Exercise details >> Reproduce, unchanged, the stretch of the items from the line containing "lawn in the image above." through the end of the items.

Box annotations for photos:
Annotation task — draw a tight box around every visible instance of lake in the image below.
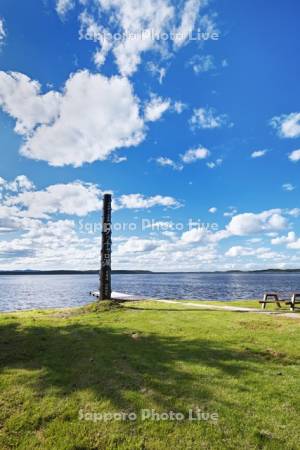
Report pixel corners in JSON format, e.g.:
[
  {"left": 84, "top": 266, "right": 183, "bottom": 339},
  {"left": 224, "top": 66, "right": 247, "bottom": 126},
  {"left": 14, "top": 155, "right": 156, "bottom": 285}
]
[{"left": 0, "top": 273, "right": 300, "bottom": 311}]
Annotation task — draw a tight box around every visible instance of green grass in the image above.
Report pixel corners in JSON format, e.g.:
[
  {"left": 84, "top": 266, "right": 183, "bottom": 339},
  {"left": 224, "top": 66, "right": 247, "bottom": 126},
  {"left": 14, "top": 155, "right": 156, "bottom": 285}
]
[
  {"left": 166, "top": 300, "right": 300, "bottom": 313},
  {"left": 0, "top": 302, "right": 300, "bottom": 450}
]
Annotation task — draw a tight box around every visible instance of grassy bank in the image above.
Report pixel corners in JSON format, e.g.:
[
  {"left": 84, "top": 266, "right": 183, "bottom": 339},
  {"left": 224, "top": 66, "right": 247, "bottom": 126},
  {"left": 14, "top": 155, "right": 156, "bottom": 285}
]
[{"left": 0, "top": 302, "right": 300, "bottom": 450}]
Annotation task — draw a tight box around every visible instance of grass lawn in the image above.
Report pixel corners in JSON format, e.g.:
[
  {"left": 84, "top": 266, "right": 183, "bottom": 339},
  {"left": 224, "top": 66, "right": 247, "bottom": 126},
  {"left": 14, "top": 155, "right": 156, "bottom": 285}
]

Task output >>
Annotation task — draw a tight box around every visible instance of grass lawn in the image above.
Report pixel corners in JSON format, e.g.:
[
  {"left": 84, "top": 266, "right": 183, "bottom": 339},
  {"left": 224, "top": 66, "right": 247, "bottom": 126},
  {"left": 14, "top": 155, "right": 156, "bottom": 285}
]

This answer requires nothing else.